Page text -
Often, the lender is collecting mortgage insurance payments even as the house falls into disrepair.
“The owner of the property has no incentive to maintain the property in terms of neighborhood standards,” said Poulos. “And the banks won’t, because they don’t have to.”
It’s well-documented — especially in states and localities where judicial foreclosures have long been in place — that banks protect themselves by keeping their names off titles until they are ready to dispose of a property.
“There may be something in the (county) clerk’s records indicating the bank has filed something,” County Assessor Josh Gibson said. “But that doesn’t change ownership.”
Yet, it appears the lenders are willing to pay property taxes — likely to avoid the county foreclosing on the houses under their noses. A check of county records for six Medford properties with tags in the windows showed that in each case, property taxes were paid up.
“Banks won’t move if it doesn’t make sense,” said Eric Eckardt, vice president and general manager of Hubzu.com, whose firm has sold more than 100,000 bank-owned properties, including some in Medford. Hubzu’s parent company, Luxembourg-based Altisource, provides an array of services, including default management, real estate owned (lender-owned) management and sales, settlement services and mortgage origination.
“There are two primary things that can factor into their decision,” Eckardt said. “One, they may have a surplus of REO properties they’re trying to move off the balance sheet. The second is, costs associated with foreclosure may be greater than the value. At the end of the day, it’s really a case-by-case matter.”
Once communication ends between the bank and borrower, the matter drifts into a dark zone.
“After a loan is made at a local bank it goes on to mortgage services, and someone else may purchase the mortgage servicing rights from them,” Eckardt said. “Portfolios are sold between mortgage servicing companies.”
When the properties actually go through the foreclosure process, it’s often with an eye toward institutional investors ready to snap up the right locations, he said.
When it’s simply not worth a lender’s effort to foreclose, it won’t.
“In some areas, foreclosures have an extremely low value and the bank makes a financial decision that it’s not in its best interest to foreclose,” said Daren Bloomquist, vice president at RealtyTrac. “At some point they’ve decided the value of the property is so low that it would cost more to foreclose.”
Real estate agents circle such properties knowing the surrounding neighborhoods will more often than not attract buyers. But even the most desirable places can’t be bought without a seller to pursue.
“It’s very odd and takes a lot of time to figure out who has the right to make a decision about a short-sale property or foreclosure,” Helmick said.
Another element keeping houses vacant is investors and lenders collecting mortgage insurance payoffs.
Ron Galbreath, an agent with Keller Williams Real Estate in Medford, said he began running into dead ends with such properties in about 2008 when Bank of America purchased failing Countrywide Financial, which had originated 20 percent of mortgages during the height of Jackson County’s real estate boom in 2006.
During the downward spiral, Galbreath watched as an east Medford house that had previously sold for a million dollars eventually sold for $540,000. The owner stopped making $5,000 monthly payments, yet it took four-and-a-half years until a short sale began to close. He discovered the lender had been collecting mortgage insurance payments during the interim.
“The bank was collecting monthly and was in a position where they didn’t have to write off a bad loan until the end of the policy,” Galbreath said.

Record excerpts -
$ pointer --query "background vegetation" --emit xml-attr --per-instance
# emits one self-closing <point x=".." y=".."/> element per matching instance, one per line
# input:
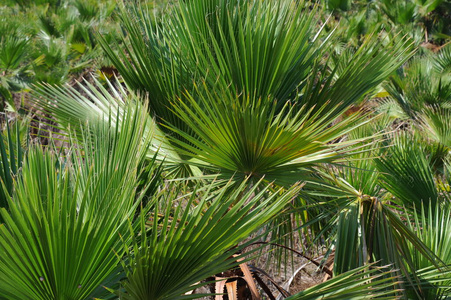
<point x="178" y="149"/>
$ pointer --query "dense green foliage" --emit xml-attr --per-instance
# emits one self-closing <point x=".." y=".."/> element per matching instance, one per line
<point x="147" y="147"/>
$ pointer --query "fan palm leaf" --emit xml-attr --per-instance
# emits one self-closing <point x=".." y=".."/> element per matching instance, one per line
<point x="62" y="230"/>
<point x="185" y="245"/>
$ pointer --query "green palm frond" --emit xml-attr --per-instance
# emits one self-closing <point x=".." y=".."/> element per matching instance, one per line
<point x="91" y="103"/>
<point x="252" y="138"/>
<point x="432" y="226"/>
<point x="184" y="246"/>
<point x="62" y="231"/>
<point x="406" y="173"/>
<point x="257" y="49"/>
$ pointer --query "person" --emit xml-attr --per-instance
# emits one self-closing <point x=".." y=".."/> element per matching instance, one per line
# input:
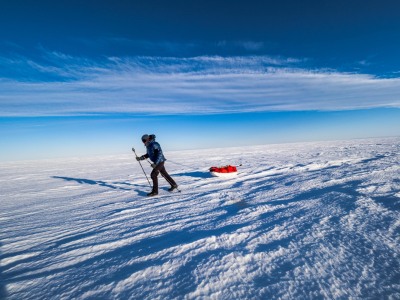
<point x="156" y="155"/>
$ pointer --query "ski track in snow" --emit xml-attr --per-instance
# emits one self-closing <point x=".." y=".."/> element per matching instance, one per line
<point x="299" y="221"/>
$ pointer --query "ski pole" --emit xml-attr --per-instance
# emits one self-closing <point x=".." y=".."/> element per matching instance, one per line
<point x="133" y="149"/>
<point x="165" y="177"/>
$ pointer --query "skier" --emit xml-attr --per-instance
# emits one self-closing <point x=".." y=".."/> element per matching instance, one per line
<point x="155" y="154"/>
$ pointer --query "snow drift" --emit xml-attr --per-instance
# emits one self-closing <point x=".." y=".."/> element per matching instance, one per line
<point x="300" y="221"/>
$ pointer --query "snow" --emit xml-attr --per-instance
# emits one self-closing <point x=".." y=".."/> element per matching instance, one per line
<point x="299" y="221"/>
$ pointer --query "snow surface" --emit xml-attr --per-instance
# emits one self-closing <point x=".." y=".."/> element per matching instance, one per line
<point x="299" y="221"/>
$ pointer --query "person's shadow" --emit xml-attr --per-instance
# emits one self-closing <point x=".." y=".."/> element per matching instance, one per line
<point x="89" y="181"/>
<point x="196" y="174"/>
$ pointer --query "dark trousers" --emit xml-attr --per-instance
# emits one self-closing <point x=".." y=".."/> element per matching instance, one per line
<point x="160" y="169"/>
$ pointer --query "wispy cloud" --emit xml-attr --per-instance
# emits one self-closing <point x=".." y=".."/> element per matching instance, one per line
<point x="64" y="85"/>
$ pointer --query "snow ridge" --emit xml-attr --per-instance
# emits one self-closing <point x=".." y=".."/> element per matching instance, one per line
<point x="299" y="221"/>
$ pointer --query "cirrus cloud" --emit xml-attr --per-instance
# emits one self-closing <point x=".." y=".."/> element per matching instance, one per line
<point x="64" y="85"/>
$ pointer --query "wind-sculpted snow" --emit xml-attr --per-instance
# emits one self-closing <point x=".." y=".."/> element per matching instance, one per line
<point x="299" y="221"/>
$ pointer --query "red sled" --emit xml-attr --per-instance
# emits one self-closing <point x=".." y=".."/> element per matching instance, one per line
<point x="225" y="171"/>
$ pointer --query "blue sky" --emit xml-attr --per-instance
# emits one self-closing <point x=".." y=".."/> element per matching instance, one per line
<point x="90" y="77"/>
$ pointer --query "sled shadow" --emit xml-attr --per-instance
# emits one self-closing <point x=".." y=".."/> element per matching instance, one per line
<point x="197" y="174"/>
<point x="91" y="182"/>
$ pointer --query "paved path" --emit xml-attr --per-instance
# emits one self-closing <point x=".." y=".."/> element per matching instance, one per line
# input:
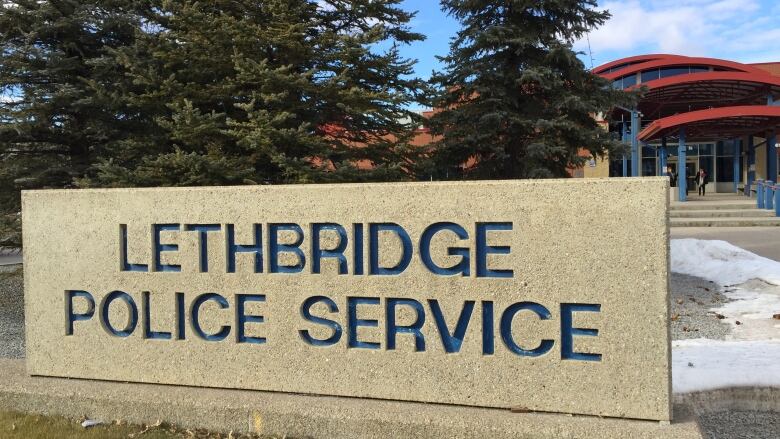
<point x="764" y="241"/>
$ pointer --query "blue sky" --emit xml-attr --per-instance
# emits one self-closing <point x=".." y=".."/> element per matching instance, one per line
<point x="739" y="30"/>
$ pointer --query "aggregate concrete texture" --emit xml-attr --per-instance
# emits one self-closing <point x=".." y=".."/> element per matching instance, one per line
<point x="72" y="241"/>
<point x="306" y="416"/>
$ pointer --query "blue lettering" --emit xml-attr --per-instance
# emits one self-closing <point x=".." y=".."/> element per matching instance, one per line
<point x="373" y="248"/>
<point x="506" y="329"/>
<point x="180" y="323"/>
<point x="358" y="248"/>
<point x="488" y="336"/>
<point x="306" y="313"/>
<point x="195" y="313"/>
<point x="353" y="322"/>
<point x="461" y="267"/>
<point x="276" y="248"/>
<point x="233" y="248"/>
<point x="242" y="318"/>
<point x="159" y="247"/>
<point x="452" y="341"/>
<point x="483" y="250"/>
<point x="132" y="309"/>
<point x="393" y="329"/>
<point x="203" y="230"/>
<point x="73" y="317"/>
<point x="318" y="253"/>
<point x="568" y="331"/>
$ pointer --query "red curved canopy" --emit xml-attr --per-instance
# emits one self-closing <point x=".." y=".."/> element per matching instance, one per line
<point x="714" y="123"/>
<point x="676" y="60"/>
<point x="698" y="91"/>
<point x="626" y="61"/>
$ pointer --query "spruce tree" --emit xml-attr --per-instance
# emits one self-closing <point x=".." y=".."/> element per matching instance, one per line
<point x="54" y="56"/>
<point x="174" y="93"/>
<point x="516" y="100"/>
<point x="275" y="91"/>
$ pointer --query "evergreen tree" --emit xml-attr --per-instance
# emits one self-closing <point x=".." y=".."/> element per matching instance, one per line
<point x="53" y="120"/>
<point x="516" y="100"/>
<point x="246" y="91"/>
<point x="162" y="93"/>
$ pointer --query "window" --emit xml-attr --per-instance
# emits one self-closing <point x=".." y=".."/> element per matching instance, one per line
<point x="629" y="81"/>
<point x="650" y="75"/>
<point x="648" y="167"/>
<point x="724" y="162"/>
<point x="725" y="148"/>
<point x="673" y="71"/>
<point x="707" y="163"/>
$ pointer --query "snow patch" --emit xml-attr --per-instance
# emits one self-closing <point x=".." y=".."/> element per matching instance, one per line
<point x="721" y="262"/>
<point x="703" y="364"/>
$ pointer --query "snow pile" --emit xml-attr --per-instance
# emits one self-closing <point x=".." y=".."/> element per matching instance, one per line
<point x="752" y="355"/>
<point x="721" y="262"/>
<point x="703" y="364"/>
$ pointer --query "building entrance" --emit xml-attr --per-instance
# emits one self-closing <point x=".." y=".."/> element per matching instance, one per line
<point x="691" y="167"/>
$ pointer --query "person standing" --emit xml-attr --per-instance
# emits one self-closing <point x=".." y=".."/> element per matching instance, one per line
<point x="701" y="180"/>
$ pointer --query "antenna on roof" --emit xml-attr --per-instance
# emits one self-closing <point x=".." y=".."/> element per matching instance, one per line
<point x="590" y="52"/>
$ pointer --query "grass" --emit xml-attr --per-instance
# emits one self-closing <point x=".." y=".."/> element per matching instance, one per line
<point x="20" y="425"/>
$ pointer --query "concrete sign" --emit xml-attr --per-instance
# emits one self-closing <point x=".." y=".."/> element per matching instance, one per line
<point x="542" y="295"/>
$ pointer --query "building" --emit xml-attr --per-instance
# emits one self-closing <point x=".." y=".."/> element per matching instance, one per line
<point x="696" y="113"/>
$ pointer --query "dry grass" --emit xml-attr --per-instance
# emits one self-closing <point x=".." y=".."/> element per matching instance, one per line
<point x="19" y="425"/>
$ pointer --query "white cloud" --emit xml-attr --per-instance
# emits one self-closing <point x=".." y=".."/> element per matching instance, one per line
<point x="742" y="30"/>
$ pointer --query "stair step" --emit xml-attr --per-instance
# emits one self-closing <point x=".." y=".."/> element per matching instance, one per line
<point x="725" y="222"/>
<point x="721" y="213"/>
<point x="713" y="205"/>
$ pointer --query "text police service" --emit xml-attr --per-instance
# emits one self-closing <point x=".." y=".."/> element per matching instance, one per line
<point x="451" y="329"/>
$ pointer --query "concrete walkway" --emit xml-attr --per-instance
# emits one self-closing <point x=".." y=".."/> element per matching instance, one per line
<point x="763" y="241"/>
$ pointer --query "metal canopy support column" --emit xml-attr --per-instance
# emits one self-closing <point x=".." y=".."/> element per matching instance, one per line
<point x="771" y="156"/>
<point x="634" y="143"/>
<point x="737" y="169"/>
<point x="624" y="137"/>
<point x="751" y="163"/>
<point x="682" y="179"/>
<point x="663" y="156"/>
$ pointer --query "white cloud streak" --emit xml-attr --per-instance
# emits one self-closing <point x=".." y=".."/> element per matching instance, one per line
<point x="742" y="30"/>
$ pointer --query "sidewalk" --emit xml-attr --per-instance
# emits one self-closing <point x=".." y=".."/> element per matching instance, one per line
<point x="763" y="241"/>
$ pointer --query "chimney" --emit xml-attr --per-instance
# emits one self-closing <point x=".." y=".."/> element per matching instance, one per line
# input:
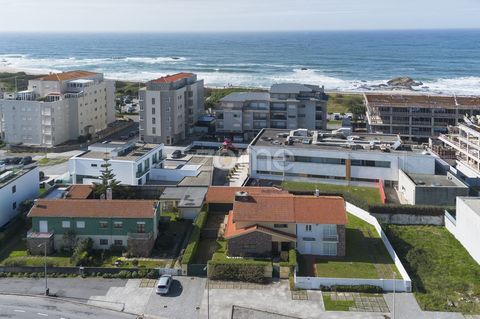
<point x="109" y="194"/>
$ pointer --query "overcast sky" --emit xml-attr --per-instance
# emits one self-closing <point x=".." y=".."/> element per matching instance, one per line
<point x="234" y="15"/>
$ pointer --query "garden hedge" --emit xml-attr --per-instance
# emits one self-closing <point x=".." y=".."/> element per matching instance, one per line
<point x="192" y="245"/>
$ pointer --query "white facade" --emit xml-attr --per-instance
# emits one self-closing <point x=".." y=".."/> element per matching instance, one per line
<point x="20" y="186"/>
<point x="466" y="225"/>
<point x="86" y="168"/>
<point x="338" y="166"/>
<point x="52" y="112"/>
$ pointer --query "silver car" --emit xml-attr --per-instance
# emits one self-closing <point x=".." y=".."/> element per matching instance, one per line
<point x="163" y="284"/>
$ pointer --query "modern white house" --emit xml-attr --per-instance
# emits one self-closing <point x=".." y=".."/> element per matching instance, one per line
<point x="465" y="224"/>
<point x="336" y="157"/>
<point x="16" y="186"/>
<point x="131" y="162"/>
<point x="57" y="108"/>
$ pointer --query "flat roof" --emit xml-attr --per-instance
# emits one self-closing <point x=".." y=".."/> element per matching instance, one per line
<point x="187" y="196"/>
<point x="329" y="140"/>
<point x="427" y="180"/>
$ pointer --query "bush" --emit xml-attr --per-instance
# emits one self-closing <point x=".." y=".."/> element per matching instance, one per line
<point x="192" y="246"/>
<point x="409" y="210"/>
<point x="238" y="271"/>
<point x="351" y="288"/>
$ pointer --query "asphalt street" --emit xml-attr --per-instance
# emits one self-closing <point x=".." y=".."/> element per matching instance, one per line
<point x="25" y="307"/>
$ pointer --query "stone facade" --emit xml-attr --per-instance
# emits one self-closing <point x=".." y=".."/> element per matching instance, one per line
<point x="140" y="246"/>
<point x="341" y="246"/>
<point x="255" y="244"/>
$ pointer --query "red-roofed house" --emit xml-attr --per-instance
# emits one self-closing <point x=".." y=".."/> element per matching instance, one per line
<point x="267" y="221"/>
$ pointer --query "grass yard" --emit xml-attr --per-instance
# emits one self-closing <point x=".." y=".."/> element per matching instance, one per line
<point x="337" y="305"/>
<point x="369" y="195"/>
<point x="342" y="103"/>
<point x="366" y="256"/>
<point x="444" y="276"/>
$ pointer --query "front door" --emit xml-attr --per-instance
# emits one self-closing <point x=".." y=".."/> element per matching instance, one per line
<point x="43" y="226"/>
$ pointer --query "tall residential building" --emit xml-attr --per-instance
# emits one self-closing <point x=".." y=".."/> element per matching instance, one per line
<point x="57" y="108"/>
<point x="417" y="116"/>
<point x="465" y="140"/>
<point x="285" y="106"/>
<point x="170" y="107"/>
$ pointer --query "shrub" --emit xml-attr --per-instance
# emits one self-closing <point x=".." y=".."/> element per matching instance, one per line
<point x="353" y="288"/>
<point x="409" y="210"/>
<point x="192" y="246"/>
<point x="237" y="271"/>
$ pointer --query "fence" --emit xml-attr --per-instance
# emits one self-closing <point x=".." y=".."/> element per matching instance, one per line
<point x="402" y="285"/>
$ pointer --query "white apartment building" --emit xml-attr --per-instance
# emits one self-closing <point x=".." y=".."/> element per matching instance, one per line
<point x="334" y="157"/>
<point x="285" y="106"/>
<point x="465" y="140"/>
<point x="16" y="186"/>
<point x="465" y="224"/>
<point x="57" y="108"/>
<point x="170" y="107"/>
<point x="131" y="162"/>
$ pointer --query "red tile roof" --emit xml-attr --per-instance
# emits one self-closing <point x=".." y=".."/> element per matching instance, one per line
<point x="232" y="231"/>
<point x="93" y="208"/>
<point x="66" y="76"/>
<point x="173" y="78"/>
<point x="79" y="191"/>
<point x="226" y="194"/>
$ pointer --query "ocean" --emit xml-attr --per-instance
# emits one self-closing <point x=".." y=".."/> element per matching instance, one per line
<point x="445" y="61"/>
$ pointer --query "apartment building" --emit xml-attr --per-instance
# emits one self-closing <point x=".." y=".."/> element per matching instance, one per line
<point x="57" y="108"/>
<point x="131" y="162"/>
<point x="170" y="107"/>
<point x="285" y="106"/>
<point x="417" y="117"/>
<point x="335" y="157"/>
<point x="16" y="186"/>
<point x="465" y="140"/>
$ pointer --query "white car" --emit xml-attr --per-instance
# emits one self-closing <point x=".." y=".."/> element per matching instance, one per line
<point x="163" y="284"/>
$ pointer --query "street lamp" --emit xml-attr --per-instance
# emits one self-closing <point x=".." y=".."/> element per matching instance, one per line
<point x="46" y="280"/>
<point x="208" y="294"/>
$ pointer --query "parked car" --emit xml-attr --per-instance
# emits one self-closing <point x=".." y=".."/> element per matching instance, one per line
<point x="163" y="284"/>
<point x="26" y="160"/>
<point x="177" y="154"/>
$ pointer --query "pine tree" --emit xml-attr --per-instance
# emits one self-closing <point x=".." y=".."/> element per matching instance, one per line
<point x="108" y="180"/>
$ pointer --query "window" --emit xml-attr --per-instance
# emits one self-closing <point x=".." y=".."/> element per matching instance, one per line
<point x="140" y="227"/>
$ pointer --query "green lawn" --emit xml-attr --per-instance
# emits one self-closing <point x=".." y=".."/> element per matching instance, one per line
<point x="337" y="305"/>
<point x="444" y="276"/>
<point x="343" y="103"/>
<point x="364" y="247"/>
<point x="368" y="195"/>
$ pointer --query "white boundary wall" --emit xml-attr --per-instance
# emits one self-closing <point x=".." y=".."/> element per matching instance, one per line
<point x="401" y="285"/>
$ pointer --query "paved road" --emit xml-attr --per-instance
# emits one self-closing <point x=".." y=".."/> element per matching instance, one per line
<point x="24" y="307"/>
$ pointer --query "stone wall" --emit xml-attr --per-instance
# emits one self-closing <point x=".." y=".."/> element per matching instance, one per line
<point x="255" y="244"/>
<point x="341" y="246"/>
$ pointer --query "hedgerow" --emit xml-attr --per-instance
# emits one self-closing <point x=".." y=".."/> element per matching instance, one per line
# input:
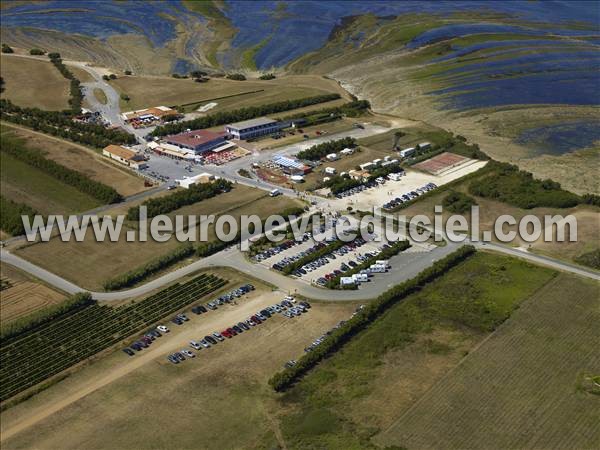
<point x="178" y="199"/>
<point x="286" y="378"/>
<point x="319" y="151"/>
<point x="236" y="115"/>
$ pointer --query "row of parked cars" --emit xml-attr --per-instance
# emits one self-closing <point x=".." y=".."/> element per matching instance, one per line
<point x="347" y="266"/>
<point x="321" y="338"/>
<point x="146" y="340"/>
<point x="356" y="189"/>
<point x="287" y="307"/>
<point x="409" y="196"/>
<point x="341" y="251"/>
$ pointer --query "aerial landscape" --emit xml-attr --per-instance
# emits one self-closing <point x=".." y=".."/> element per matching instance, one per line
<point x="299" y="224"/>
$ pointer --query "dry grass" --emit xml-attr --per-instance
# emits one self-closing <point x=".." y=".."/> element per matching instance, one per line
<point x="90" y="263"/>
<point x="83" y="160"/>
<point x="152" y="91"/>
<point x="520" y="388"/>
<point x="24" y="296"/>
<point x="33" y="83"/>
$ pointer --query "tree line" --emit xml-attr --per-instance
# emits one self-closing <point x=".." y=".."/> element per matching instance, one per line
<point x="100" y="191"/>
<point x="236" y="115"/>
<point x="10" y="216"/>
<point x="508" y="184"/>
<point x="282" y="380"/>
<point x="60" y="124"/>
<point x="178" y="199"/>
<point x="75" y="84"/>
<point x="316" y="152"/>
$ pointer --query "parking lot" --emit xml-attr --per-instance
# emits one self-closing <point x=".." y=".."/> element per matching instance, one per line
<point x="377" y="196"/>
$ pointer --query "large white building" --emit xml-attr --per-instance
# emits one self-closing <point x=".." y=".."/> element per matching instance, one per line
<point x="252" y="128"/>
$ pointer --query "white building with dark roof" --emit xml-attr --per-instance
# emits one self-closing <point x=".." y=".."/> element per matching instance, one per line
<point x="253" y="128"/>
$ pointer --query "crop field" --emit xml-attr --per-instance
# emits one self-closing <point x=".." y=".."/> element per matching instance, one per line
<point x="33" y="83"/>
<point x="384" y="370"/>
<point x="23" y="295"/>
<point x="23" y="183"/>
<point x="152" y="91"/>
<point x="90" y="263"/>
<point x="37" y="355"/>
<point x="522" y="388"/>
<point x="223" y="390"/>
<point x="78" y="158"/>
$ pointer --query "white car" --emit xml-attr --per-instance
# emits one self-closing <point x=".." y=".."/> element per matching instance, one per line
<point x="188" y="353"/>
<point x="196" y="345"/>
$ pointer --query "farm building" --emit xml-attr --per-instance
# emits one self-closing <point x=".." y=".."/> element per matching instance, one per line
<point x="198" y="141"/>
<point x="149" y="116"/>
<point x="196" y="179"/>
<point x="124" y="156"/>
<point x="252" y="128"/>
<point x="291" y="166"/>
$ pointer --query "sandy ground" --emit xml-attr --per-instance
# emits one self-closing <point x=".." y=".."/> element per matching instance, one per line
<point x="376" y="197"/>
<point x="269" y="354"/>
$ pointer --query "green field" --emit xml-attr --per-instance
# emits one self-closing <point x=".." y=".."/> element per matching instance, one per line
<point x="380" y="373"/>
<point x="25" y="184"/>
<point x="528" y="386"/>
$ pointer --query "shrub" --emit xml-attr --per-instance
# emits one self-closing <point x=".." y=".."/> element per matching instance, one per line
<point x="458" y="203"/>
<point x="10" y="216"/>
<point x="510" y="185"/>
<point x="236" y="115"/>
<point x="282" y="380"/>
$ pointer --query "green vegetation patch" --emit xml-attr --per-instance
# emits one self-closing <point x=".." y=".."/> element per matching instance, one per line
<point x="478" y="294"/>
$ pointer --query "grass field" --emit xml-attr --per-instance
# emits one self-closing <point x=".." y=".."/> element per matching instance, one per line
<point x="83" y="160"/>
<point x="25" y="184"/>
<point x="90" y="263"/>
<point x="24" y="294"/>
<point x="33" y="83"/>
<point x="385" y="369"/>
<point x="152" y="91"/>
<point x="522" y="388"/>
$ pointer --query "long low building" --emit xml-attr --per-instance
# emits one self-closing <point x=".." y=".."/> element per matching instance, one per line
<point x="198" y="141"/>
<point x="253" y="128"/>
<point x="125" y="156"/>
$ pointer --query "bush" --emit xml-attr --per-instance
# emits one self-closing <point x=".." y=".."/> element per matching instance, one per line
<point x="251" y="112"/>
<point x="458" y="203"/>
<point x="168" y="203"/>
<point x="316" y="152"/>
<point x="510" y="185"/>
<point x="236" y="77"/>
<point x="590" y="259"/>
<point x="19" y="327"/>
<point x="100" y="191"/>
<point x="141" y="273"/>
<point x="282" y="380"/>
<point x="10" y="216"/>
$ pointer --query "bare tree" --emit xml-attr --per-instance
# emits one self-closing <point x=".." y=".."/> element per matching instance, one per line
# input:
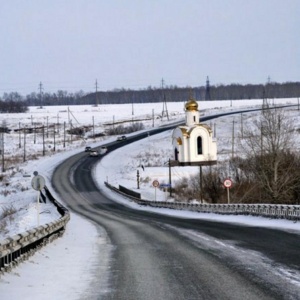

Requirements - Continue the article on stalled foreclosures in Medford from the point where it stops. The listing is separate material and is not part of the article.

Response -
Homeowners, and sellers in particular, worry the zombie foreclosures will drive down values in their neighborhood. But a search of county property tax records for homes surrounding zombie properties revealed little tax difference through 2013, indicating little change in value. Gibson said any impact wouldn’t take place until the abandoned properties sold.
The presumption, Gibson said, is a house can be sold today and occupied tomorrow.
“Since we have limited resources limiting what we can do, we have to assume every property is 100 percent complete and can be sold at any time,” Gibson said. “We deal with every sale in the county; if a sale has gone through, that’s when the stuff is cleared up.”
Two years ago, legislation was passed requiring mediation by large lenders who foreclose on 175 or more properties annually. That slowed foreclosures to a crawl as lenders reset their strategies. Since then, the foreclosure pace has picked up, but nothing like it was five or six years ago.
Distressed property sales accounted for 14.3 percent of all U.S. residential sales in May, down from 15.6 percent of sales in April and from 15.9 percent of sales in May 2013. Real estate agents argue the release of the foreclosure properties would be helpful, given the dearth of houses on the market.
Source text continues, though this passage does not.